Exercise set |
#1 In the forum thread on knnImpute below, shorten the paragraph beginning "The error you are getting here" while keeping its main facts.
#2 From the forum thread on knnImpute below, retype the passage starting with "Moreover, I’m not" and going on through "some predictors too.".

Document text |
########

How to replace missing values in a particular column using knnImpute

knn
r
missing_values

#1

hello,

I am trying to use the knnImpute function to replace missing values in Age for the Titanic problem in R.

library(imputation)
kNNImpute(combi$Age, 3)

However this is giving me an error:

From the examples that I saw online it seems that the values are imputed for all the columns which have missing values,but how do I use this to replace missing values in only 1 particular column.

Can someone please help me with this??


#2

The error you are getting here is due to the fact that the number of centers which you have defined here i.e. 3 is higher than the distinct values of Age present in your dataset. Please check on that. This is a common error which we get in clustering.


#3

Moreover, I’m not sure, but shouldn’t you be providing the knn function something to predict your age with? Here, you are just passing the target variable, I think it would need some predictors too.


#4

You are doing this the wrong way. (that’s why you get an error)
You need to give the complete dataset to the function like this:

kNNImpute(combi, 3)

That is, because the function needs the other columns in order to estimate the missing values)

Yes, it will fill all missing values.
But this is no problem.

Just save the complete dataset with missing values before in say variable x
Then do the imputation and save results in y.
And then you can replace x$Age with y$age

Now you have what you wanted.

########

Material |

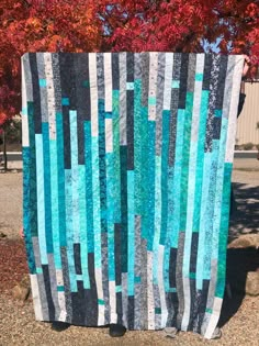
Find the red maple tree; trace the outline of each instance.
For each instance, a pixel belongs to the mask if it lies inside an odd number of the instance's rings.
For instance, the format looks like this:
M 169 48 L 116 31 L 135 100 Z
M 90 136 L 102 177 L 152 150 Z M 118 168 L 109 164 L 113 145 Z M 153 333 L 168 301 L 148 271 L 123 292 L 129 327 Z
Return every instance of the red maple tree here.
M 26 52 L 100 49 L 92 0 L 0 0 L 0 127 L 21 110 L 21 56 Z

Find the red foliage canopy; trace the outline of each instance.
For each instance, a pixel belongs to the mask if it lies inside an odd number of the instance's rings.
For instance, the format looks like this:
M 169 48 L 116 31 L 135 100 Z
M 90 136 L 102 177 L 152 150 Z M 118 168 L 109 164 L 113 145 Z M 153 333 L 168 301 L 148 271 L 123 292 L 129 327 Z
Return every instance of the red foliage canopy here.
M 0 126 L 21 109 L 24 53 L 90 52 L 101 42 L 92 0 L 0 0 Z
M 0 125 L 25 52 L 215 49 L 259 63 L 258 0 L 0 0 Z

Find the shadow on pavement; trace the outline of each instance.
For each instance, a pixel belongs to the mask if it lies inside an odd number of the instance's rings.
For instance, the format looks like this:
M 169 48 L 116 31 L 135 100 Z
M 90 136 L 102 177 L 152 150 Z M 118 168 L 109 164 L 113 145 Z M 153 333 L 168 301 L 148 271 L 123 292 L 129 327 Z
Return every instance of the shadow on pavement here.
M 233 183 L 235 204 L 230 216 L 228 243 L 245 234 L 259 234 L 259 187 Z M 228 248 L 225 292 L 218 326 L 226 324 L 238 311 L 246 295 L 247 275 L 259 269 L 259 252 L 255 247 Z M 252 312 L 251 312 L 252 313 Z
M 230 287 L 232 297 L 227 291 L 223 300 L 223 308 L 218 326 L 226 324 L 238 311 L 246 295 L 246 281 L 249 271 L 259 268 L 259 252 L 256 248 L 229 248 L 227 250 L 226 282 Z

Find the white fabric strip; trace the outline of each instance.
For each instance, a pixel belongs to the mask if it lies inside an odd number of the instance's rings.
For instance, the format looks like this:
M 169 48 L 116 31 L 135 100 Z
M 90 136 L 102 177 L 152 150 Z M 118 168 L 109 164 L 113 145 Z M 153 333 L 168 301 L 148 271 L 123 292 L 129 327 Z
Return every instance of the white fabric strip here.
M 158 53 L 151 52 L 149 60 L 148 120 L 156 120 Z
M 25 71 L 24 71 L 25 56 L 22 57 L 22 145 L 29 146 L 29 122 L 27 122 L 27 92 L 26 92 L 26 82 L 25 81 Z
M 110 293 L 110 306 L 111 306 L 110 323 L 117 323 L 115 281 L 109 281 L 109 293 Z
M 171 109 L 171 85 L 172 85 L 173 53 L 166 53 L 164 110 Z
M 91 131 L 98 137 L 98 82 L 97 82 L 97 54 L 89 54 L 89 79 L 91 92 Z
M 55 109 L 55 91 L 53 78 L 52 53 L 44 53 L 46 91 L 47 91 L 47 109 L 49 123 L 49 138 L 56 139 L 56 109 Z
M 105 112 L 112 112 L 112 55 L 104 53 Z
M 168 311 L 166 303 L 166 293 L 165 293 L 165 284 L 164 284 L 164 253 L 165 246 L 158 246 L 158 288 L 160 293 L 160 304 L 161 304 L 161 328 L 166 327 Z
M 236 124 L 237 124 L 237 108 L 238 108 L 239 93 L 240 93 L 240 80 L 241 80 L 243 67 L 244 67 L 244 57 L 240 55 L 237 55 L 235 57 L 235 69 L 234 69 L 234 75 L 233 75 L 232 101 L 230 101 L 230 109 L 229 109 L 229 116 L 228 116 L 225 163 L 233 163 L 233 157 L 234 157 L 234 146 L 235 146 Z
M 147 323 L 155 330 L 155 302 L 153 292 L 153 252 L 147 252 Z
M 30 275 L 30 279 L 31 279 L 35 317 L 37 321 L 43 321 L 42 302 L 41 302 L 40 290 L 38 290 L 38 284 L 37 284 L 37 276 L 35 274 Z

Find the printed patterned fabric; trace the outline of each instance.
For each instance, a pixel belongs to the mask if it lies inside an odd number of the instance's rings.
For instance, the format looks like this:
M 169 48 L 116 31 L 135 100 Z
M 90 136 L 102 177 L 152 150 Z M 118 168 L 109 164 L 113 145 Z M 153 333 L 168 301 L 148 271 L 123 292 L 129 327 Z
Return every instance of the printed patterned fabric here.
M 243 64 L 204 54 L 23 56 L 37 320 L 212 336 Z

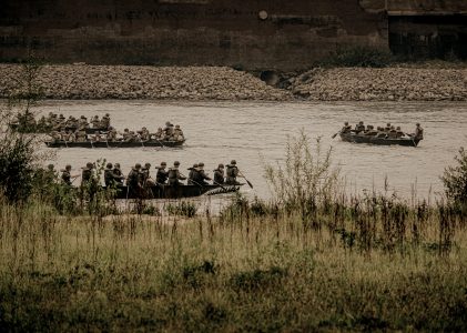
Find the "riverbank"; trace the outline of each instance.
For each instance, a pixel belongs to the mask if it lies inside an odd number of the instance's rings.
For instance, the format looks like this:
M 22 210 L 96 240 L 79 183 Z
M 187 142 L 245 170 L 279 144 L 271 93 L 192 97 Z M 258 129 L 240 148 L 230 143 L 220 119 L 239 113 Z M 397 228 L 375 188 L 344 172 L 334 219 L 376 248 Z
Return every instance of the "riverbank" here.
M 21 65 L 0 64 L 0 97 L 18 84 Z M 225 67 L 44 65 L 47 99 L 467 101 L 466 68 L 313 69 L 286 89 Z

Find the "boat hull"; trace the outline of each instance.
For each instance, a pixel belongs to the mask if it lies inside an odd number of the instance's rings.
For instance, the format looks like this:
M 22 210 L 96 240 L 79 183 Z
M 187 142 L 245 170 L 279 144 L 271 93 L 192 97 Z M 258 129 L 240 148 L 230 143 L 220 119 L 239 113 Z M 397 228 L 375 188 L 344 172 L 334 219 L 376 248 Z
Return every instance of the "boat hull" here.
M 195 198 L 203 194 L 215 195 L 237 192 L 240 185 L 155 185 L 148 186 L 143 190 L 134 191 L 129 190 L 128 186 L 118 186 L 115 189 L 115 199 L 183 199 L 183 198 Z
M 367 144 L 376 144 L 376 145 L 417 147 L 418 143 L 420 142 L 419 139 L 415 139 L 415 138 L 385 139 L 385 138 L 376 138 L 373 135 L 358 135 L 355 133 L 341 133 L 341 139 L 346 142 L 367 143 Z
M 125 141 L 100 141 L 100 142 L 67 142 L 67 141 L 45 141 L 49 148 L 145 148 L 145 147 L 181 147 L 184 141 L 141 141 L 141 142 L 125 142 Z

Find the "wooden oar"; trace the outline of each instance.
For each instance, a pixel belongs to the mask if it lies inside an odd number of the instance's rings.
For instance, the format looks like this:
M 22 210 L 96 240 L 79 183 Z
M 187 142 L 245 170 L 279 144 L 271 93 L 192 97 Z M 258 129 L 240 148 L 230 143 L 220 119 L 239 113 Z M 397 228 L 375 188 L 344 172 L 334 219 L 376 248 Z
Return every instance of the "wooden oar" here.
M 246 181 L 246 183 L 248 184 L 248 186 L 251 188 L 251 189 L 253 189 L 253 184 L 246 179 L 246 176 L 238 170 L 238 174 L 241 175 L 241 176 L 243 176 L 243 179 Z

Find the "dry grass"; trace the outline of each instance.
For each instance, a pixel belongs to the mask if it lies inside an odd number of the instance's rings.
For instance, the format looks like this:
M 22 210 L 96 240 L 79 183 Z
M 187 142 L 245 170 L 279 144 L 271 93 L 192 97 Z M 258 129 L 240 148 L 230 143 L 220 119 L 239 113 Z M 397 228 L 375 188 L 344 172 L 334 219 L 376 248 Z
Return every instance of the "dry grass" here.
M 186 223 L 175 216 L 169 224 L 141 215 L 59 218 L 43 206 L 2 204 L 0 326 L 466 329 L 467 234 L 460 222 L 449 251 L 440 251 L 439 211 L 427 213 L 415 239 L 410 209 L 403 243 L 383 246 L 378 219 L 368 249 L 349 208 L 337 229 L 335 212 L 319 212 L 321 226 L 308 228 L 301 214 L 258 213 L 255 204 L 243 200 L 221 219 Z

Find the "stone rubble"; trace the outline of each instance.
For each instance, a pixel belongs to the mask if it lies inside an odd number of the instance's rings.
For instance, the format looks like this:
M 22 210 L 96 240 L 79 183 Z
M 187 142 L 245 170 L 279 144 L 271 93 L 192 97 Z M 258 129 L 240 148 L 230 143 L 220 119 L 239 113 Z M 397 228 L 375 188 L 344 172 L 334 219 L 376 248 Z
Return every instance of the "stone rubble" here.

########

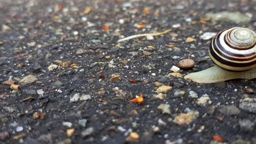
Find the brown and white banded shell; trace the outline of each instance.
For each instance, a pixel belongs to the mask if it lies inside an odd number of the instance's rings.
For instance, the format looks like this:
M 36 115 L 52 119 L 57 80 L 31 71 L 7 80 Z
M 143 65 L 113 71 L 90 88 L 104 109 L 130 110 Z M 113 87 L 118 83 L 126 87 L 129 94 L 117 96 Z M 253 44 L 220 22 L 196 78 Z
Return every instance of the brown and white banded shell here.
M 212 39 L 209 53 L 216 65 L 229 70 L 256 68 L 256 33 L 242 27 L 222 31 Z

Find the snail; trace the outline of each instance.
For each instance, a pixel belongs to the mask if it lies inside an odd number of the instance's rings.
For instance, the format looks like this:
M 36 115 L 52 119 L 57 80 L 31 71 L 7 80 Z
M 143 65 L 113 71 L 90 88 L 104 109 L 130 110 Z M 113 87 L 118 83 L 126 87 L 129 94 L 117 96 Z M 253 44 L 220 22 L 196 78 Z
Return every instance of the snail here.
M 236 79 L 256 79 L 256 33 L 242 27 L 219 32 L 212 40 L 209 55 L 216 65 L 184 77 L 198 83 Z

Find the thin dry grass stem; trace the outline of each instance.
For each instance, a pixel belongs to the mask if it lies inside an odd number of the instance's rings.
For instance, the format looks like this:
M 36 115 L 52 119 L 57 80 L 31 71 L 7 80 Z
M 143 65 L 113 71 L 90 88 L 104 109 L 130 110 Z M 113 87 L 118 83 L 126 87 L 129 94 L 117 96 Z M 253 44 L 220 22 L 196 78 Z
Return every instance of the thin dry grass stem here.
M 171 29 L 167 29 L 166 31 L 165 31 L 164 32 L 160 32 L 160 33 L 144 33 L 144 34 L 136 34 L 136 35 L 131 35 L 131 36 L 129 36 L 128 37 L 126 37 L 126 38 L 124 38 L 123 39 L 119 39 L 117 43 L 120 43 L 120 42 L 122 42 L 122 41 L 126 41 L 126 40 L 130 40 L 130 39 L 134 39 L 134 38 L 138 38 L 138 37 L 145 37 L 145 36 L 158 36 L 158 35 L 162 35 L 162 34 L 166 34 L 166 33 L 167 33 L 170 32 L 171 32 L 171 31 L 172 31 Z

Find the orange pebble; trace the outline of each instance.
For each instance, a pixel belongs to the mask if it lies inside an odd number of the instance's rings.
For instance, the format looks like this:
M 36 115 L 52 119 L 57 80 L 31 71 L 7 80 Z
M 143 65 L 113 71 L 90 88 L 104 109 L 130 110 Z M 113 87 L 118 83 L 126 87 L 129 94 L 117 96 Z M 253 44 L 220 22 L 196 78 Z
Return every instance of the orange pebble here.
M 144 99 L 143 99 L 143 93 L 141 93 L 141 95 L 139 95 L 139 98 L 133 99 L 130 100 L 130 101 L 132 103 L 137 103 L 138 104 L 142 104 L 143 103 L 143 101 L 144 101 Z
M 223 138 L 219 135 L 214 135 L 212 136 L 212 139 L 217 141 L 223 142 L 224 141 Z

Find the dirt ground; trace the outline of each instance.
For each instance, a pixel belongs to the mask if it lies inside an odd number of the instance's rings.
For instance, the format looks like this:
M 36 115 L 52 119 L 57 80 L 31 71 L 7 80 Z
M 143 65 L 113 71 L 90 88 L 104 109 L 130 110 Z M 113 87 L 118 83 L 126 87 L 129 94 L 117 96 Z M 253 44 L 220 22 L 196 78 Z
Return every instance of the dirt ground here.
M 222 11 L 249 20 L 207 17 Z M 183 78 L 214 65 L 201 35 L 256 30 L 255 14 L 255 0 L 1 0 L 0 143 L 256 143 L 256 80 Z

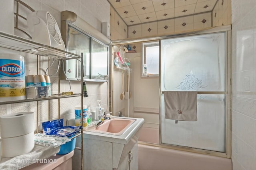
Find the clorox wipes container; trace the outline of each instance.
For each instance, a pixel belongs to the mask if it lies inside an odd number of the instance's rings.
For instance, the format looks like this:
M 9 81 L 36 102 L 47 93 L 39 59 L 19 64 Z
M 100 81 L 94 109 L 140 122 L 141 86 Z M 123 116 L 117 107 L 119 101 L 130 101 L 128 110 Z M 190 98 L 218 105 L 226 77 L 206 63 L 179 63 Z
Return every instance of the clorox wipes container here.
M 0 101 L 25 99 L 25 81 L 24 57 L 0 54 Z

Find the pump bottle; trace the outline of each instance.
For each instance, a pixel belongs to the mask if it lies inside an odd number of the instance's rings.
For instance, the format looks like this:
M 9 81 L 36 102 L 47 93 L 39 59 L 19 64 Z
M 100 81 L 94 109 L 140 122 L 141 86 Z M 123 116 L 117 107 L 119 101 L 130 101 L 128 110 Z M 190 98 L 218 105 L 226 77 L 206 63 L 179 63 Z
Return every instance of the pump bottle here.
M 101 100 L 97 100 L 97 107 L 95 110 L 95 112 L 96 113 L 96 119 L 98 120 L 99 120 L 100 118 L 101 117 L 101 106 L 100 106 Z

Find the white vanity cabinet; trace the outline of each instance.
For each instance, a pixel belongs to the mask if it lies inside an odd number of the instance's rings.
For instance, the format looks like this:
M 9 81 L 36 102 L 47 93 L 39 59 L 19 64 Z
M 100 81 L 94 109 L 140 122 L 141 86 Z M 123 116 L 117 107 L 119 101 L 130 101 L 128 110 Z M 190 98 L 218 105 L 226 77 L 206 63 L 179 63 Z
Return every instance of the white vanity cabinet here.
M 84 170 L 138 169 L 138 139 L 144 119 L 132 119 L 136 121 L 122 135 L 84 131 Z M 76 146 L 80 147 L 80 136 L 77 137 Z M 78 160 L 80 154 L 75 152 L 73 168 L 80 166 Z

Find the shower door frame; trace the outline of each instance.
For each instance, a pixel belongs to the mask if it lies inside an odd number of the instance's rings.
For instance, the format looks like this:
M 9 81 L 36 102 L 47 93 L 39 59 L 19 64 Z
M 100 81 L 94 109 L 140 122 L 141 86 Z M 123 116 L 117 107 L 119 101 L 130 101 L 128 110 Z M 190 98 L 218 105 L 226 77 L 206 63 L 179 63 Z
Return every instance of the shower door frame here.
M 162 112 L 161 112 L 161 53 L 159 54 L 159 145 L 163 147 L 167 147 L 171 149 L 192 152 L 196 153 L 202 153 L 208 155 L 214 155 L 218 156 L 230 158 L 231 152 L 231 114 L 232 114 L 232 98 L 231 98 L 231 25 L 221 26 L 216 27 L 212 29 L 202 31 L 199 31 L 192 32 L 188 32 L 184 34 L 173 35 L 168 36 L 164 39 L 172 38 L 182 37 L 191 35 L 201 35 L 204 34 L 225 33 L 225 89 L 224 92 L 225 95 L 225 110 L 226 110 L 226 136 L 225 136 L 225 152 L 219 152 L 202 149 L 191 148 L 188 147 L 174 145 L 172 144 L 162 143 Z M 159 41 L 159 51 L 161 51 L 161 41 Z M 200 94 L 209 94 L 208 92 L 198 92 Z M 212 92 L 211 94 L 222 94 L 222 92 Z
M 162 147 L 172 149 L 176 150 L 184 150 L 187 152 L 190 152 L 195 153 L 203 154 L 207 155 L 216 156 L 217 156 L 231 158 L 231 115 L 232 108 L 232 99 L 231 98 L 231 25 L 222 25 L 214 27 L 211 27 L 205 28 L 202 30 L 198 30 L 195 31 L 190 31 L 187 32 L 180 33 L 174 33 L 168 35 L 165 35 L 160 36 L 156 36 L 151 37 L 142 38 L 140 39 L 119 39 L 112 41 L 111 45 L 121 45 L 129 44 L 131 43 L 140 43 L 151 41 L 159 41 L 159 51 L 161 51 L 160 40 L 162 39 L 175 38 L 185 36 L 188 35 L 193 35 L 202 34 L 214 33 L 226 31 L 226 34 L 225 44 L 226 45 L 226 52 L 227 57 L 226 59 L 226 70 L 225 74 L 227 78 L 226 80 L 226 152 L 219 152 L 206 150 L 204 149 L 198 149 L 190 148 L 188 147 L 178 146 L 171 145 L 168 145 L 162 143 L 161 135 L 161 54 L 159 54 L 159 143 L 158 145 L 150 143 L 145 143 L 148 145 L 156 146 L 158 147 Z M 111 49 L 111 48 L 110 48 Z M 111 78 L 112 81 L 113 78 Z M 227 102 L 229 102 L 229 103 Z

########

Expected responses |
#1 The error happens because the 3 centers specified are more than the number of distinct Age values in the dataset. This is worth checking and is a common error in clustering.

#2
Moreover, I’m not sure, but shouldn’t you be providing the knn function something to predict your age with? Here, you are just passing the target variable, I think it would need some predictors too.